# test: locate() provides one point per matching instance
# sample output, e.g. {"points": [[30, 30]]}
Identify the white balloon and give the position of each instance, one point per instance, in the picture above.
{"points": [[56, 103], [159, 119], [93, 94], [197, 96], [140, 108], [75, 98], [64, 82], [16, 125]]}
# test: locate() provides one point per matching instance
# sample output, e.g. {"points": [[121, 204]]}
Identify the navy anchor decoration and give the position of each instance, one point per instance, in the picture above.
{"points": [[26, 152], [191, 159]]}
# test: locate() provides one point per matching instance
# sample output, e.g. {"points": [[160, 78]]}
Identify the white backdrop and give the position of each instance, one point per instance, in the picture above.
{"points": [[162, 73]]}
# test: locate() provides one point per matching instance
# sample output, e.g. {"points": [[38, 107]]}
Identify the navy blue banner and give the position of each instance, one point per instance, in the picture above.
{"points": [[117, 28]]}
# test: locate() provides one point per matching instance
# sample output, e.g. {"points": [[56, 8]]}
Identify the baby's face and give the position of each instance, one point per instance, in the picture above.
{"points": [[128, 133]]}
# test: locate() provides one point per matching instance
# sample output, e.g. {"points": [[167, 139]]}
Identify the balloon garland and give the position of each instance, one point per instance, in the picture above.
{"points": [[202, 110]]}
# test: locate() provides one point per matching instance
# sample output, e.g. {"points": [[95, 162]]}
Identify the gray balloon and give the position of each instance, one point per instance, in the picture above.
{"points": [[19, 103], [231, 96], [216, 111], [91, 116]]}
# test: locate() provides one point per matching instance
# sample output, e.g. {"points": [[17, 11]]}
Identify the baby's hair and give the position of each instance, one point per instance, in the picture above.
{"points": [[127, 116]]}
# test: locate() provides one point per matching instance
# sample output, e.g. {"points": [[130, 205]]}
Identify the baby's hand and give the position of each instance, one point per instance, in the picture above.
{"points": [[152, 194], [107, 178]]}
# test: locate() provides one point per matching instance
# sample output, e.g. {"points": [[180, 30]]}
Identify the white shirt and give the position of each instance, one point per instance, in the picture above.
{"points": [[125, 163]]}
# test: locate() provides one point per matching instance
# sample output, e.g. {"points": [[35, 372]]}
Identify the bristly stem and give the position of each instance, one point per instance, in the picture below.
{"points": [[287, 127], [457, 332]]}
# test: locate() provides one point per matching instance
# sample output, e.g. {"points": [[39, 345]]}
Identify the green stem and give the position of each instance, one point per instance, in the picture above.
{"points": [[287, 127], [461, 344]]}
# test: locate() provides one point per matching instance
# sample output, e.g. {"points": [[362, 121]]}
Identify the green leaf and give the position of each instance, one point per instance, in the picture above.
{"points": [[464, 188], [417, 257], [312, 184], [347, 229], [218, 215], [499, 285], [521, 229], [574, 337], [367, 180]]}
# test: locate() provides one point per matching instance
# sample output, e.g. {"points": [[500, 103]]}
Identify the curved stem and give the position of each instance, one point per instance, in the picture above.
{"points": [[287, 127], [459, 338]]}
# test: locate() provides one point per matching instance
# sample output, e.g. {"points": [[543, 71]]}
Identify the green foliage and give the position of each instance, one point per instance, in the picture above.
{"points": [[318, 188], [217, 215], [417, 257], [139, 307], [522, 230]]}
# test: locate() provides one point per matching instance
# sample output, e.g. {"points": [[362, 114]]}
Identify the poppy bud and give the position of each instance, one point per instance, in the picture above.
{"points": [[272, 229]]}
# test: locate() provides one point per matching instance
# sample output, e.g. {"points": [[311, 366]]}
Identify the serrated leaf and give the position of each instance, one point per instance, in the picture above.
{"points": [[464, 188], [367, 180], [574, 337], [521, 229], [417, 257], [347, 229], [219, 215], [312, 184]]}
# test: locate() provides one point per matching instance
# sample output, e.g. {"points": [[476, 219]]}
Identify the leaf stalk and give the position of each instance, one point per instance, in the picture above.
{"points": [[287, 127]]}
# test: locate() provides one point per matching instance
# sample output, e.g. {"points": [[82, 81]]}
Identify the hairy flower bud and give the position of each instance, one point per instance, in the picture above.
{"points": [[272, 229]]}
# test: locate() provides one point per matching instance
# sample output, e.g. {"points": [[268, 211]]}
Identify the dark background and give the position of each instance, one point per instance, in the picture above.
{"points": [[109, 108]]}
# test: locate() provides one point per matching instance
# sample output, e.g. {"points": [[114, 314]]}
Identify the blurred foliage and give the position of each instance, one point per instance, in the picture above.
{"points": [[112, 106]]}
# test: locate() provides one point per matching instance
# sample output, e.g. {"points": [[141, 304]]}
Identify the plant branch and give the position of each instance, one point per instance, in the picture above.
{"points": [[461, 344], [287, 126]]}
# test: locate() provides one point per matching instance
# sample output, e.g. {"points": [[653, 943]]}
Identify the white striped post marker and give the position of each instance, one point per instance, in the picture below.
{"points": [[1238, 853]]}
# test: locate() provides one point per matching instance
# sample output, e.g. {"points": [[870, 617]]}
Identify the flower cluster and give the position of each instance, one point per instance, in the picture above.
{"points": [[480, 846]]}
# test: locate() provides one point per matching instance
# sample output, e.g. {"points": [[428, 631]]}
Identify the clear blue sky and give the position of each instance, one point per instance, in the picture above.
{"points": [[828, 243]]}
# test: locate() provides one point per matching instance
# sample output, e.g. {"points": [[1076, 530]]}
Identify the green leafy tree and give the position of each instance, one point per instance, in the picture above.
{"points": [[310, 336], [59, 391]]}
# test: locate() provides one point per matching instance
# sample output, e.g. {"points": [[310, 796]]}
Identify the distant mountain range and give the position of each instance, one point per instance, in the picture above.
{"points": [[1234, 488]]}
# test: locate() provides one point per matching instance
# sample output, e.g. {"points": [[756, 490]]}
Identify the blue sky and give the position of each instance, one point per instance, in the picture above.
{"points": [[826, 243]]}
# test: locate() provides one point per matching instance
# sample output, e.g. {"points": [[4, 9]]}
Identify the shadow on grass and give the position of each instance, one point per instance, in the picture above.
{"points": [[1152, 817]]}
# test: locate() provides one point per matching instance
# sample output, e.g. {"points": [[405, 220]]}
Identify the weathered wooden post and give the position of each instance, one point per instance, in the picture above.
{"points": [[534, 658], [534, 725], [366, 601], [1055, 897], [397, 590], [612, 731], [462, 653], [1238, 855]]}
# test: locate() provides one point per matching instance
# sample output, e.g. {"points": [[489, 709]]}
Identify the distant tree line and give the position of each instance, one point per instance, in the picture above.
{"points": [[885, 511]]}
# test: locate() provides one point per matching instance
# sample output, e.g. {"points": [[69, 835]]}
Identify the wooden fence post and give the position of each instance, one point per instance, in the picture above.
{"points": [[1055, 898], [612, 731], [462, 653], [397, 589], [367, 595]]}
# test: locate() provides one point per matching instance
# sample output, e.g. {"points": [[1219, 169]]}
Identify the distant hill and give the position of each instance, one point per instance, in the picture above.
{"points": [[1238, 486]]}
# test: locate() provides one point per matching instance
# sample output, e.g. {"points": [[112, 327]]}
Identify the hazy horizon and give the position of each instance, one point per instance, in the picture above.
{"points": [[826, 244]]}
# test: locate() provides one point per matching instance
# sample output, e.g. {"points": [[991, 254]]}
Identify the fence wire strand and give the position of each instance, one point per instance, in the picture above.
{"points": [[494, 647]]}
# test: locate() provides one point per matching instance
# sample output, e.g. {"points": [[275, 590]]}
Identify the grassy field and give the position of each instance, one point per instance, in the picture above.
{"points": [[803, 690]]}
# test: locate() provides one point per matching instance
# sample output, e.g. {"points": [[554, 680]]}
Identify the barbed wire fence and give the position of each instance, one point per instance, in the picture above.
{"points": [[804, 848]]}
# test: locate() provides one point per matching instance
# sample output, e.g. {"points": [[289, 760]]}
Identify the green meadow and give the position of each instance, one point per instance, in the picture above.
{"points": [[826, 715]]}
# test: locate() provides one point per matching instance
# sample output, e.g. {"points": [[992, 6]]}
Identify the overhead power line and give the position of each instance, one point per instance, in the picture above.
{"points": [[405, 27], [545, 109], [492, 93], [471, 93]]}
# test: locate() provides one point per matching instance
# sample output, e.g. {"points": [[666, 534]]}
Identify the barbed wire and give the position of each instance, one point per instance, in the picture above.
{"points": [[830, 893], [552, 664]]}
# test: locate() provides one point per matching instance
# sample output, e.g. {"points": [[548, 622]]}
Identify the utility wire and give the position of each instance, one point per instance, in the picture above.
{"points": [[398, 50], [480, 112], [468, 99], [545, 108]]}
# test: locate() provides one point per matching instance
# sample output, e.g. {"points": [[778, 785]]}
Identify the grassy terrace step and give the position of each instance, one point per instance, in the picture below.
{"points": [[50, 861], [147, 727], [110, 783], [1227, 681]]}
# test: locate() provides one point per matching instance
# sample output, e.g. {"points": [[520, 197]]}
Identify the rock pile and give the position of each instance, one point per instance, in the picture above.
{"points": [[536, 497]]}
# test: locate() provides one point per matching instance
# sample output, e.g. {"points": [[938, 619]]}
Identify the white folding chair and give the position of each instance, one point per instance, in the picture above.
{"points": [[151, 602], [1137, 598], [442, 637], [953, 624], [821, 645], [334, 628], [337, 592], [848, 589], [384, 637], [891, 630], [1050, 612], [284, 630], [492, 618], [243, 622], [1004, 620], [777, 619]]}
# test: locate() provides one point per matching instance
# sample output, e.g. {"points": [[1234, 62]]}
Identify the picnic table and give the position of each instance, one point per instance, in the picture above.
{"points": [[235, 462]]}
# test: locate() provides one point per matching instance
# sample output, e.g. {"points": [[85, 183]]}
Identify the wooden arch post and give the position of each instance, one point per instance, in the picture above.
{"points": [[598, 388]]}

• • •

WORK TO BE COMPLETED — The lines from the one containing "Identify the white folding" through the final line of the listing above are to be repeated exactly, and nothing else is to be printed.

REPLY —
Identify the white folding chair and give the position of each instance, one point per instance, in the picture above.
{"points": [[151, 602], [1137, 598], [442, 637], [953, 624], [821, 645], [334, 628], [337, 592], [848, 589], [384, 637], [891, 630], [1050, 612], [284, 630], [492, 618], [243, 622], [1004, 620], [777, 619]]}
# test: locate() provides one point per matching instance
# sample output, e.g. {"points": [[1234, 62]]}
Identify the picnic table and give the position of each instance, one point per instance, in the picture above.
{"points": [[235, 462]]}
# test: locate() provides one point per matching instance
# sample output, e.g. {"points": [[85, 183]]}
Identify the wooden arch post and give the position of each instance, one point per instance, in the picture above.
{"points": [[598, 388]]}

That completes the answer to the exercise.